Stated goal: How many of the lines below contain the word "woman"? Reply with the number alone.

---- Input material

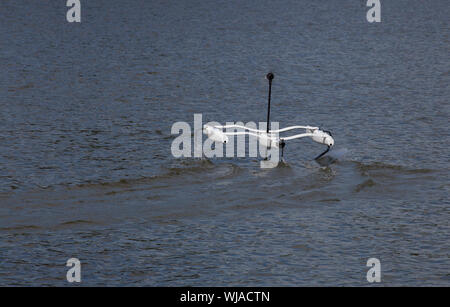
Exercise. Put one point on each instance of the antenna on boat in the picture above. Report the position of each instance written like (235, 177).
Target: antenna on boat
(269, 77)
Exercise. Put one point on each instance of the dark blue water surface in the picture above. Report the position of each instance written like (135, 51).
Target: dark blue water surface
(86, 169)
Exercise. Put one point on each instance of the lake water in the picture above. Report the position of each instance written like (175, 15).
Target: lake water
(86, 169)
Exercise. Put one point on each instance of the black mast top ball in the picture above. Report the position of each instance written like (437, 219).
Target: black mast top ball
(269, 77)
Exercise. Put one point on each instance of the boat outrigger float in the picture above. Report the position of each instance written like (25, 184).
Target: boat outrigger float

--------
---- Input material

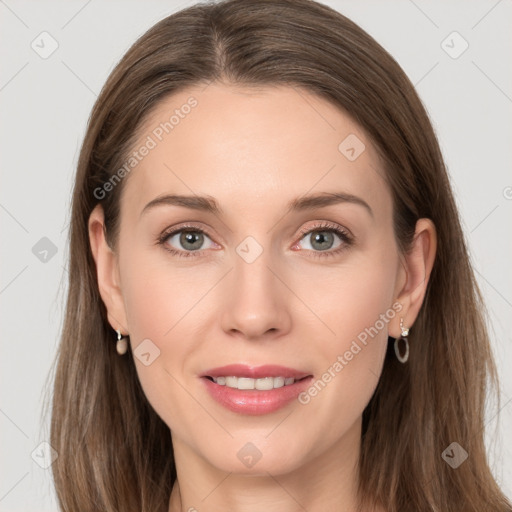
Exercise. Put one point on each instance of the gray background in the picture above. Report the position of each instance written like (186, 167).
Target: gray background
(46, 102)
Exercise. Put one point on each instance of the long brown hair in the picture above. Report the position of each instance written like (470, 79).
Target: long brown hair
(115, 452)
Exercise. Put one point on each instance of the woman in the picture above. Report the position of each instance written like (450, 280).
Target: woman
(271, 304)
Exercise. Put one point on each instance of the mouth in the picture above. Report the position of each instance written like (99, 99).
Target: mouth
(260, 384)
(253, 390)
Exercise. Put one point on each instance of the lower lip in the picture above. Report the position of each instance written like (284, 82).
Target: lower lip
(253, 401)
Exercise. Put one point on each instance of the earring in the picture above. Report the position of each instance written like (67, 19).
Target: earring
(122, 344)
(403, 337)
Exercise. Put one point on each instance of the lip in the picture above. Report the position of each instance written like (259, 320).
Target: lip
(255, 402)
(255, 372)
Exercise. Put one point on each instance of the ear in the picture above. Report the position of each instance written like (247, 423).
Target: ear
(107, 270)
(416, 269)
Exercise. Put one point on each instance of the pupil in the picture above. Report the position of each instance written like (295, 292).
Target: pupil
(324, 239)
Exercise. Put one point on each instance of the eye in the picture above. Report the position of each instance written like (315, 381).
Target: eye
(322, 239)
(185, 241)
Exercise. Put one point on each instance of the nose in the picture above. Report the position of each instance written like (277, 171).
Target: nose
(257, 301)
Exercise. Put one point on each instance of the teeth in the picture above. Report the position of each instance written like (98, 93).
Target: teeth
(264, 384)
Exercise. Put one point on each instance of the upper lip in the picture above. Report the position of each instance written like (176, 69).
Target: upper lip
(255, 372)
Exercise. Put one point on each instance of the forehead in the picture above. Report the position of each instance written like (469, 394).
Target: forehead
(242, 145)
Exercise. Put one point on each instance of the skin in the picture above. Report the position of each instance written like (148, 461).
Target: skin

--------

Result of the exercise: 2